Requirement:
The records underneath are to be repeated exactly, with the pictures left out.
╭─ Supplied data
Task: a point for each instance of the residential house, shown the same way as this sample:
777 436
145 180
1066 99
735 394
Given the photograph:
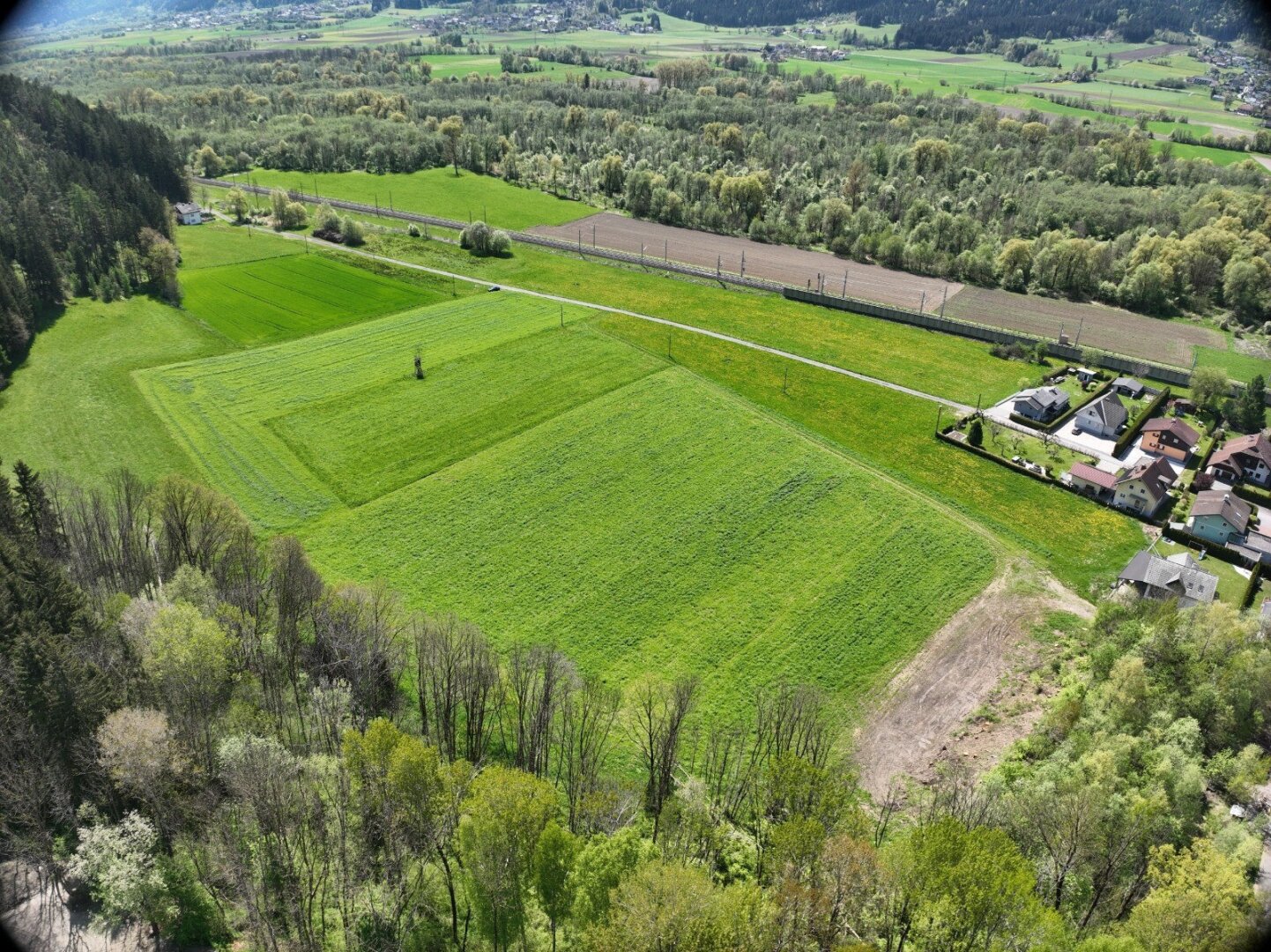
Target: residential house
1102 417
1144 486
1170 437
1254 547
1041 403
1096 482
1178 576
1127 387
189 213
1219 517
1243 459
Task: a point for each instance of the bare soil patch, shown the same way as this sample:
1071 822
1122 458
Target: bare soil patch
773 262
38 915
981 658
1102 327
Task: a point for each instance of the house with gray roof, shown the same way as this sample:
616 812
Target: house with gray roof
1102 417
1040 403
1170 577
1219 517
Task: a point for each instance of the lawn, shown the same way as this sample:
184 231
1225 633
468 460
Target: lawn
954 368
276 299
434 192
1238 366
218 408
669 526
893 432
72 407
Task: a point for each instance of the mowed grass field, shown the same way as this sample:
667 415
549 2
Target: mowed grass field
218 410
72 407
273 299
893 432
433 192
669 526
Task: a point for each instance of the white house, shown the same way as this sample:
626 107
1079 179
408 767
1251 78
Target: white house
189 213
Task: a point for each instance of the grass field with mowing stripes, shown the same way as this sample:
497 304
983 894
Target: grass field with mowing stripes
1077 540
218 408
433 192
669 526
276 299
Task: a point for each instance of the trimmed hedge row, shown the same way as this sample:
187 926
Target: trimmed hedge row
1251 494
1211 549
1252 587
1141 419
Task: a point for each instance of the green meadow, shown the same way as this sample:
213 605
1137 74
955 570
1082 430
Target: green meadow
275 299
672 526
434 192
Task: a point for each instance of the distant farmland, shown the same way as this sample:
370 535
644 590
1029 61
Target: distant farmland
434 192
273 299
1101 327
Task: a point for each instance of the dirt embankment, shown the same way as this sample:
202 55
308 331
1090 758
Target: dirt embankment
980 658
37 915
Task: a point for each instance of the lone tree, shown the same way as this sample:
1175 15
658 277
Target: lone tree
453 129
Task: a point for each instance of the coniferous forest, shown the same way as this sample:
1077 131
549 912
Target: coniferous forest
84 207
╰─
Correct result:
Task: a point for each instance of the residential house, shown the same way as this sample:
777 436
145 180
1066 99
735 394
Given the photograph:
Target: residential house
1102 417
1144 486
1170 437
1254 547
1041 403
1096 482
1178 576
1127 387
189 213
1219 517
1243 459
Task: a point for each instance of the bare soil patch, shown the same way as this sample:
1071 822
1122 458
Target: bare soil patch
773 262
38 915
981 658
1102 327
Task: a point for each instance of the house with gray roof, shown the same way as this sample:
616 812
Target: house with gray roof
1102 417
1040 403
1170 577
1219 517
Task: a point for each instance of the lawn, shown the same way as this sample:
184 231
1225 633
468 460
Target: lawn
954 368
276 299
434 192
1238 366
218 408
669 526
893 432
72 407
Task: a point for each instance of the mowed grass field, shown the same way as this sample:
667 415
549 2
Target: mowed grass field
218 410
72 407
273 299
893 432
433 192
669 526
Task: a point for each instance of the white house, shown the same way as this sample:
626 107
1079 179
408 767
1251 78
Target: white house
189 213
Task: a point for each instance of the grass field with mowing stripes, shown the same way as this sample:
497 304
983 894
Target: grass field with mowing stripes
1077 540
218 408
433 192
669 526
276 299
Task: a point for each instance of the trimmed hedge row, shown the same way as this sample:
187 926
Target: trimmed hedge row
1251 494
1211 549
1252 587
1141 419
Task: a point for each instance of the green meadow, shown the same way as this sample:
213 605
1137 74
955 570
1082 430
Target: green meadow
275 299
672 526
434 192
Task: a point for each instance of the distant farmland, shown the same way as this sample:
370 535
644 590
1029 61
Target: distant farmland
434 192
273 299
1101 327
Task: a point for each instance of the dirt embankment, shown the same way as this sample:
202 55
308 331
1090 758
Target: dirt embankment
980 658
37 915
Task: a point for each instance of the lone tree, shown the same way as this sample:
1175 15
658 277
Target: lone tree
453 129
Task: a point for each instance of the coniferous forest, shown the same way as this sample:
1077 131
549 912
Target: coniferous forest
84 207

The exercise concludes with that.